**PROBLEM DETAILS**
How many lines in the items below contain the string "question", with case counting? Reply with the number alone.

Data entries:
• • • • • • •
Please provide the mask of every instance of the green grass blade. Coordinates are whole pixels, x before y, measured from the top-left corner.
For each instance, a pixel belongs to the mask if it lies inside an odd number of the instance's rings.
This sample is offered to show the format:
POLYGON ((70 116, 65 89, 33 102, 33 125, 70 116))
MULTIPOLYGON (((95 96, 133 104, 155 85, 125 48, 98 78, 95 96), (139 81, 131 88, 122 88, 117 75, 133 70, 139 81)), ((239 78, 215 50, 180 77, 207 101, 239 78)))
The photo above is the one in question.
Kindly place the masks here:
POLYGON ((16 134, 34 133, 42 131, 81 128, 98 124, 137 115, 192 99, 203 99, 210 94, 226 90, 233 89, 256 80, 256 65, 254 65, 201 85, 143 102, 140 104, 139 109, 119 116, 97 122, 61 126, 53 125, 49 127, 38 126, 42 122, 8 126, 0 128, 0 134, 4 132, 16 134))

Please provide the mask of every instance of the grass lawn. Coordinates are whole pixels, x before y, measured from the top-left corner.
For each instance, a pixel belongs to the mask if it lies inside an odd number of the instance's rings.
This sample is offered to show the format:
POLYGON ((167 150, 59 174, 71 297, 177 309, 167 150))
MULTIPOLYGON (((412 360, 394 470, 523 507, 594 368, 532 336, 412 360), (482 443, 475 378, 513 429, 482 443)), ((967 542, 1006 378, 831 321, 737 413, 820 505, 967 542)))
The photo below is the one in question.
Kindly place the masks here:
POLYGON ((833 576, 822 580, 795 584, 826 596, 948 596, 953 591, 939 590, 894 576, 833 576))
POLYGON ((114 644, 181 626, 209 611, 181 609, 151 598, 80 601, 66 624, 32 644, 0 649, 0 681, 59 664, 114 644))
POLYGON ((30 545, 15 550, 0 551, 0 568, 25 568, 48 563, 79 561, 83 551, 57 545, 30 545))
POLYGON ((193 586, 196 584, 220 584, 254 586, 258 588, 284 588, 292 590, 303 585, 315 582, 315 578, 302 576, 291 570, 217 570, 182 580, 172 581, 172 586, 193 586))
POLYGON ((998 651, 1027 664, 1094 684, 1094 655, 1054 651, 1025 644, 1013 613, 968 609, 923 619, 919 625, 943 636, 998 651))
• • • • • • •
**RESPONSE**
2